__TASK BRIEF__: Print verbatim every line starting at the one that contains "Where can the sofa" and ending at the final line of the records; include both endpoints.

<<<<

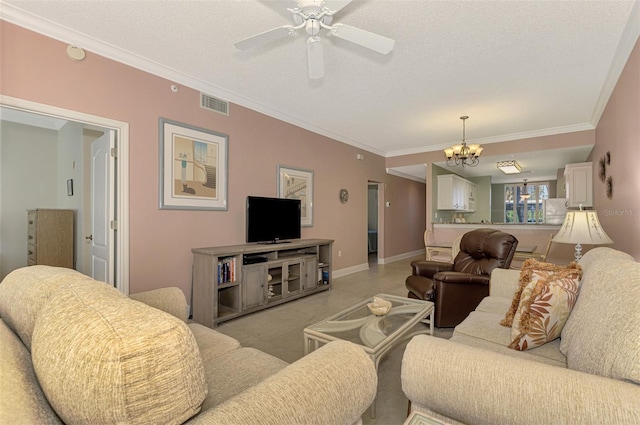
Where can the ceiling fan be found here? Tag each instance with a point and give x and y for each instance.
(315, 16)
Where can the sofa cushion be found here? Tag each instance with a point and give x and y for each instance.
(591, 290)
(22, 400)
(495, 305)
(237, 370)
(545, 305)
(212, 344)
(25, 291)
(603, 332)
(547, 354)
(103, 358)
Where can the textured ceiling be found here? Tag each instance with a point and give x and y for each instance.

>>>>

__TASK OUTPUT__:
Where can the sofa cushion be found here? Tag each instance with a point and give x and y for each instance.
(591, 290)
(22, 400)
(495, 305)
(237, 370)
(545, 305)
(212, 344)
(25, 291)
(603, 332)
(547, 354)
(103, 358)
Where can the textured ceiling be found here? Tag each instance with a point and give x and y for each instance.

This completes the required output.